# EXERCISE REQUIREMENTS:
Your answer must be the records below, repeated exactly, with every picture left out.

(RECORDS FOR THIS TASK begins)

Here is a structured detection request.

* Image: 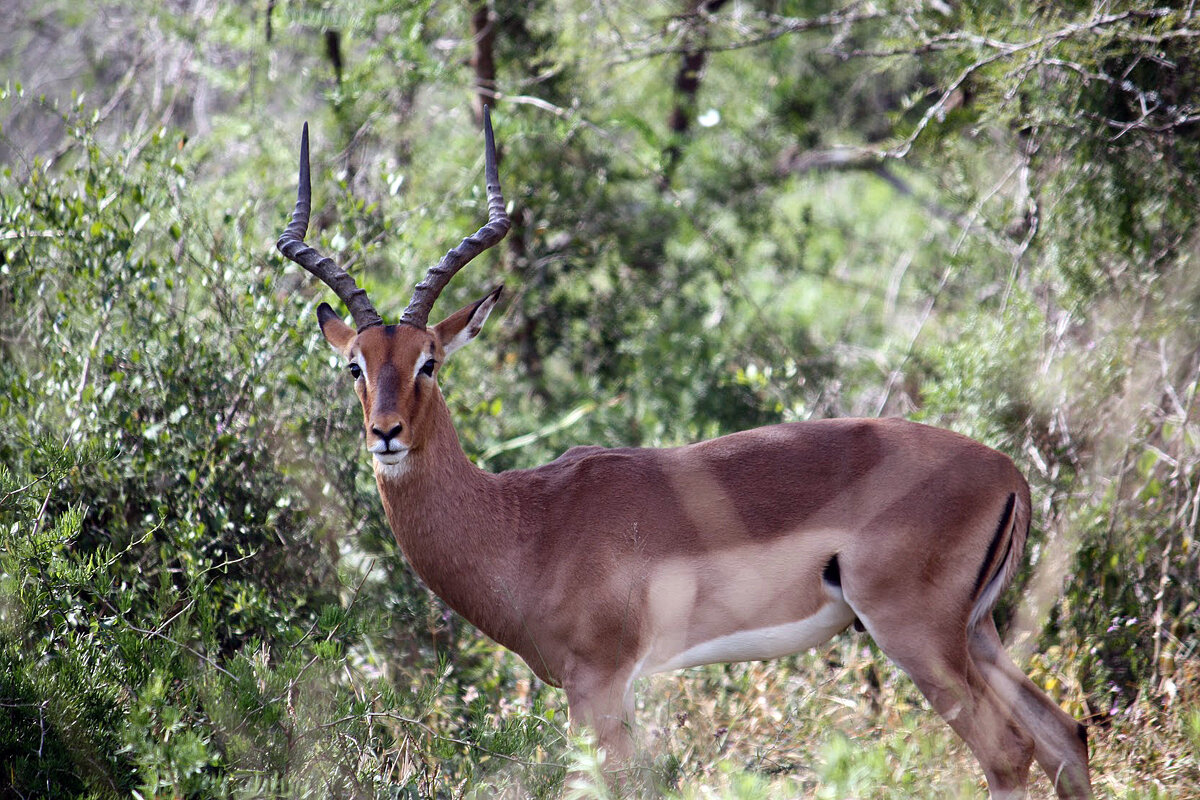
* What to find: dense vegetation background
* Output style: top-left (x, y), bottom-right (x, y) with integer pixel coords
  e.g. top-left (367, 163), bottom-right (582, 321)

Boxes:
top-left (1, 1), bottom-right (1198, 797)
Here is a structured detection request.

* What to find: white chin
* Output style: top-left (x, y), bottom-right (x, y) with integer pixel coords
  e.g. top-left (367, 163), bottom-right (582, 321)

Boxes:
top-left (372, 451), bottom-right (408, 467)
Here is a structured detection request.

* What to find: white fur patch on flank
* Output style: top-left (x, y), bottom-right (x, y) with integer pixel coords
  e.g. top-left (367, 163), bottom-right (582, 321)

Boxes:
top-left (643, 599), bottom-right (857, 675)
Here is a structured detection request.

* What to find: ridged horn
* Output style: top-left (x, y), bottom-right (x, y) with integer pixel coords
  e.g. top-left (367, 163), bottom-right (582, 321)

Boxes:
top-left (399, 105), bottom-right (510, 329)
top-left (277, 122), bottom-right (384, 332)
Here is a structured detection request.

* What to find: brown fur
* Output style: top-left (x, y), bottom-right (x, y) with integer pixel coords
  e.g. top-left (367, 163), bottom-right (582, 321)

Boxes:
top-left (315, 293), bottom-right (1092, 799)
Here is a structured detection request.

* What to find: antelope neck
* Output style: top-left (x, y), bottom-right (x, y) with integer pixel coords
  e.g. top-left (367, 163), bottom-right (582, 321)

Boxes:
top-left (373, 399), bottom-right (523, 648)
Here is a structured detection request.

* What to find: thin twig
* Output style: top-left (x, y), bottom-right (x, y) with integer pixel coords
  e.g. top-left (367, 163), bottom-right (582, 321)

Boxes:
top-left (609, 4), bottom-right (887, 64)
top-left (71, 303), bottom-right (114, 413)
top-left (310, 709), bottom-right (570, 770)
top-left (122, 621), bottom-right (239, 681)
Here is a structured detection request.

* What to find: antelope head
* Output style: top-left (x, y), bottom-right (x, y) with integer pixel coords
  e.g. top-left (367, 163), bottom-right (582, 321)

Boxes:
top-left (273, 111), bottom-right (1096, 800)
top-left (277, 109), bottom-right (510, 468)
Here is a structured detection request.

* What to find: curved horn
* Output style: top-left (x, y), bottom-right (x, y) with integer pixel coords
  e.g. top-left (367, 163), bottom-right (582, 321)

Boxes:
top-left (277, 123), bottom-right (384, 332)
top-left (399, 106), bottom-right (511, 329)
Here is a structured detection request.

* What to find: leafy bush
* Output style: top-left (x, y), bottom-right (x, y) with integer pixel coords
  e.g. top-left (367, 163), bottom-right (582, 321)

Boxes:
top-left (2, 1), bottom-right (1199, 797)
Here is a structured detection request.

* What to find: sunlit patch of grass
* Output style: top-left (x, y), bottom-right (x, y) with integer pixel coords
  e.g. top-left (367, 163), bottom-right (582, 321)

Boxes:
top-left (1086, 661), bottom-right (1200, 799)
top-left (623, 637), bottom-right (994, 798)
top-left (576, 642), bottom-right (1199, 799)
top-left (402, 637), bottom-right (1200, 799)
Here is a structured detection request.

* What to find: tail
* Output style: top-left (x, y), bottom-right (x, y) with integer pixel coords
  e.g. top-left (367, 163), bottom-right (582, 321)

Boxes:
top-left (968, 482), bottom-right (1031, 629)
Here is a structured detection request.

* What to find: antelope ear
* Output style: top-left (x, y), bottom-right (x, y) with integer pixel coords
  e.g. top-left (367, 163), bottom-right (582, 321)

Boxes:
top-left (433, 285), bottom-right (503, 358)
top-left (317, 302), bottom-right (356, 351)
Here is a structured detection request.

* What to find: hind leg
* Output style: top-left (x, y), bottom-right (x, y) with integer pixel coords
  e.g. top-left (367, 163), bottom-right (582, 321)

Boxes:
top-left (854, 609), bottom-right (1035, 799)
top-left (969, 618), bottom-right (1092, 799)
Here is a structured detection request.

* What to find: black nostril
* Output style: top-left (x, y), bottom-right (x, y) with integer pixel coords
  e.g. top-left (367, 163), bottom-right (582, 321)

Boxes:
top-left (372, 424), bottom-right (403, 442)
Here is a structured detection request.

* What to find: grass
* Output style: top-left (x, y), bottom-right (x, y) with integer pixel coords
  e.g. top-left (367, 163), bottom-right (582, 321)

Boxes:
top-left (442, 634), bottom-right (1200, 799)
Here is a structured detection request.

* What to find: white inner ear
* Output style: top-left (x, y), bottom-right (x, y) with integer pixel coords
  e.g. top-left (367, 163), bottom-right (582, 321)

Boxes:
top-left (442, 295), bottom-right (498, 358)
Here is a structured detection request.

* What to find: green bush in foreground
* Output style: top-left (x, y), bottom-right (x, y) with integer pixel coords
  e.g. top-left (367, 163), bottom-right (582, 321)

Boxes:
top-left (0, 97), bottom-right (568, 799)
top-left (3, 2), bottom-right (1200, 796)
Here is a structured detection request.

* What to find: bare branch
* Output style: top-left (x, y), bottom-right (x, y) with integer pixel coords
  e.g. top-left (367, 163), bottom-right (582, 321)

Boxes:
top-left (469, 2), bottom-right (497, 125)
top-left (609, 3), bottom-right (887, 64)
top-left (661, 0), bottom-right (730, 188)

(RECORDS FOR THIS TASK ends)

# EXERCISE RESULT:
Here is a structured detection request.

* Image: 
* What to find: dense vegetation background
* Output style: top-left (x, y), bottom-right (x, y) with integer pixel coords
  e.g. top-left (367, 163), bottom-right (582, 321)

Boxes:
top-left (1, 1), bottom-right (1198, 797)
Here is a structured detection request.

* What to find: white chin
* Output style: top-left (x, y), bottom-right (x, y) with integer pixel coords
  e.g. top-left (367, 163), bottom-right (582, 321)

Boxes:
top-left (372, 451), bottom-right (408, 467)
Here is a structured detection request.

* What to find: white fur patch on flank
* Output style: top-left (x, y), bottom-right (x, y) with integer pixel coords
  e.g. top-left (367, 163), bottom-right (582, 321)

Boxes:
top-left (643, 599), bottom-right (857, 675)
Here is a structured detection request.

* What to find: ridged horn
* Output style: top-left (x, y), bottom-right (x, y) with integer pixel coords
  e.g. top-left (367, 163), bottom-right (582, 321)

Boxes:
top-left (399, 105), bottom-right (510, 329)
top-left (277, 122), bottom-right (384, 332)
Here is a structured detection request.

* What to find: brown fur
* Output style: top-left (x, y), bottom-right (x, y) with integer pixel coords
  e.g. top-left (367, 163), bottom-right (582, 321)

Boxes:
top-left (315, 293), bottom-right (1092, 799)
Here is a structured detection request.

* What to find: antelope neck
* Output style: top-left (x, y), bottom-right (x, y) with integer pixel coords
  e.g. top-left (367, 163), bottom-right (582, 321)

Boxes:
top-left (373, 399), bottom-right (523, 648)
Here is a structured detection request.

* What to find: thin twig
* Output style: top-left (x, y), bottom-right (x, y) with integer pixel coords
  e.g. top-left (367, 163), bottom-right (582, 321)

Boxes:
top-left (609, 4), bottom-right (887, 64)
top-left (71, 303), bottom-right (114, 413)
top-left (310, 709), bottom-right (570, 770)
top-left (122, 621), bottom-right (239, 681)
Here is a structured detection request.

* What to find: antelope head
* Output style: top-left (x, y), bottom-right (x, y) with integer pixel coords
  e.g. top-left (367, 163), bottom-right (582, 321)

Boxes:
top-left (273, 111), bottom-right (1096, 800)
top-left (277, 109), bottom-right (510, 468)
Here is a structured detection request.

* What to find: curved horn
* Output style: top-left (x, y), bottom-right (x, y) with integer pixel coords
  e.g. top-left (367, 163), bottom-right (582, 321)

Boxes:
top-left (277, 123), bottom-right (384, 332)
top-left (399, 106), bottom-right (511, 329)
Here is a structured detection request.

* What to find: leafy bush
* Output style: top-left (x, y), bottom-right (x, y) with integer pixel coords
  e.g. top-left (367, 163), bottom-right (582, 321)

Boxes:
top-left (2, 1), bottom-right (1199, 797)
Here is a structured detection request.

* What to find: sunlit patch of grass
* Output style: top-left (x, y), bottom-right (x, y) with integer pixel coords
  e.g. top-left (367, 163), bottom-right (582, 321)

Boxes:
top-left (1086, 661), bottom-right (1200, 799)
top-left (623, 637), bottom-right (994, 798)
top-left (576, 642), bottom-right (1199, 799)
top-left (402, 637), bottom-right (1200, 799)
Here is a structured detection request.

* What to find: tail
* Output style: top-left (x, y), bottom-right (x, y) with integer pixel coords
  e.g. top-left (367, 163), bottom-right (582, 321)

Boxes:
top-left (968, 482), bottom-right (1031, 629)
Here is a structured detection request.

* What to find: antelope ear
* Output style: top-left (x, y), bottom-right (x, y) with integer pixel coords
  e.g. top-left (367, 163), bottom-right (582, 321)

Boxes:
top-left (433, 285), bottom-right (503, 358)
top-left (317, 302), bottom-right (356, 351)
Here is a structured detection request.

* What to find: hind leg
* Output style: top-left (x, y), bottom-right (x, y) with integer pixel coords
  e.g. top-left (367, 163), bottom-right (582, 321)

Boxes:
top-left (854, 609), bottom-right (1035, 799)
top-left (969, 618), bottom-right (1092, 799)
Here is a structured detection request.

* What to find: black nostril
* Output style: top-left (x, y), bottom-right (x, y) with integer pixel coords
  e.g. top-left (367, 163), bottom-right (582, 321)

Boxes:
top-left (372, 424), bottom-right (403, 442)
Here is a structured detection request.

* What to find: grass
* Output style: top-left (x, y), bottom-right (x, y) with integer pixel coords
  e.g. top-left (367, 163), bottom-right (582, 321)

Boxes:
top-left (442, 634), bottom-right (1200, 799)
Here is a structured detection request.

* What to find: white inner ear
* Output style: top-left (x, y), bottom-right (x, y) with integer pixel coords
  e.g. top-left (367, 163), bottom-right (582, 321)

Boxes:
top-left (442, 295), bottom-right (498, 358)
Here is a structured detection request.

* What to find: green bush in foreground
* Output style: top-left (x, y), bottom-right (x, y) with integer pixel coords
  e.g. top-left (367, 163), bottom-right (582, 321)

Boxes:
top-left (0, 97), bottom-right (568, 799)
top-left (3, 2), bottom-right (1200, 796)
Here is a structured detection request.

* What to find: bare branch
* Output style: top-left (x, y), bottom-right (x, y) with integer pixel coords
  e.g. top-left (367, 163), bottom-right (582, 321)

Boxes:
top-left (469, 2), bottom-right (497, 125)
top-left (609, 3), bottom-right (887, 64)
top-left (661, 0), bottom-right (730, 188)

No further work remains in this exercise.